The problem
In the text on work-life balance in MBA essays below, which traits does the admissions committee focus on as relatively fixed by an applicant's mid-20s?

Tag Archives: ambition

The Hidden Why of Work-Life Balance in MBA Essays

Everybody knows “all work and no play makes Jack a dull boy.” And therefore that you need to mix non-workplace stories and situations into your MBA admissions essays.

I find I still have to nudge on this. Truth is, after 10 years in MBA admissions, I can read applicants’ minds somewhat, and I see the thought bubble above a client’s head that says: “C’mon Avi, this lifestyle story is a ‘soft’ story, while this work story clearly demonstrates my business leadership potential…”

You do need workplace stories, of course. But you need life stories in equal measure, and not just to demonstrate work-life balance. There are further reasons, which are:

1. Your work is not that interesting

What?!! Not interesting? I break it to you, if you didn’t know already, that your own work is more interesting to you than it is to other people. That’s why you do it and they don’t. There may be some exceptions, like if you worked on the international Space Station, but most people most of the time dread having their back to the wall while someone bends their ear about this or that installation where they were able to integrate the database mobility platform of… er…. you’d suddenly feel the urge to refresh your drink, if you know what I mean. Myself, I find picking the lock of elite MBA Admissions gates endlessly fascinating, but if I talk about it socially, people’s eyes glaze over.

2. Your work is relatively junior

Sorry, another home truth here. As an MBA applicant, chances are you are in your mid-late 20s, and so your work is, by definition, quite junior. You are not yet at the top of your game, nor at the top of your industry — where you would have the kind of experiences that would allow you to tell truly interesting work stories, like the time you were in the BP Boardroom when the Chairman of the Federal Reserve called… But, for now your work is pretty standard stuff, or at least it could be bigger and better. That’s why you’re applying for an MBA, no?

3. Your work will change.

By definition, if you are about to embark on an MBA, your professional life will change dramatically. Whatever you’re doing now, you won’t be doing it after graduation. So, whatever your workplace story, you are focusing the admissions reader on your past, while she is in fact looking to your professional future and trying to make a judgment about your ability to progress there.

For these reasons, while workplace essays *are* important, they are inherently limited in terms of their real purpose (to get Adcom to pick you.) The admissions committee is somewhat interested, but is going to gloss over the micro-technical or organizational details in the search for what they really want to know, which is, what is this applicant’s prospects for significant successes at a higher level?

They know, even if you don’t yet, that your current job spec will disappear and be replaced. So they focus on what is relatively fixed by your mid-20s: your character, personality, ambition, drive, and management style.

Dataset excerpt
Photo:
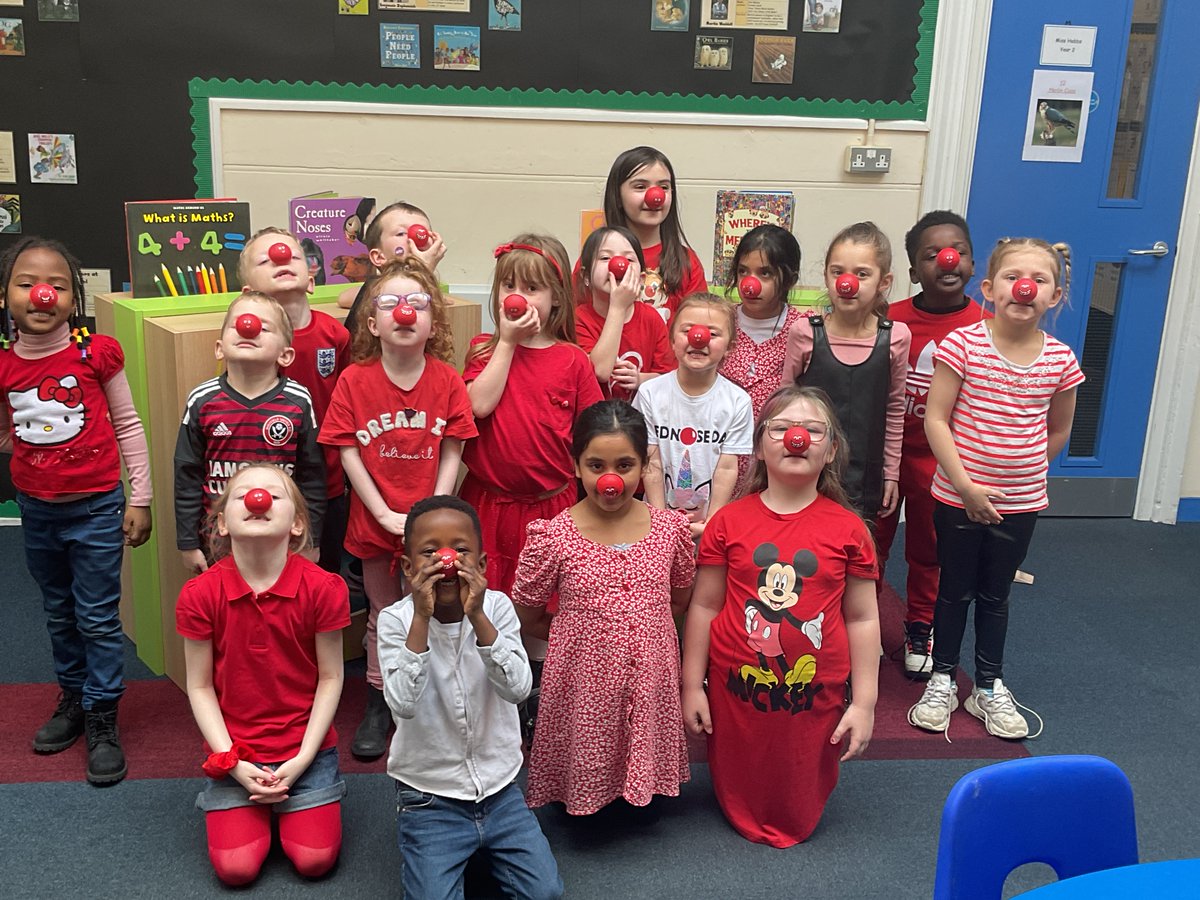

Result below
Character, personality, ambition, drive, and management style.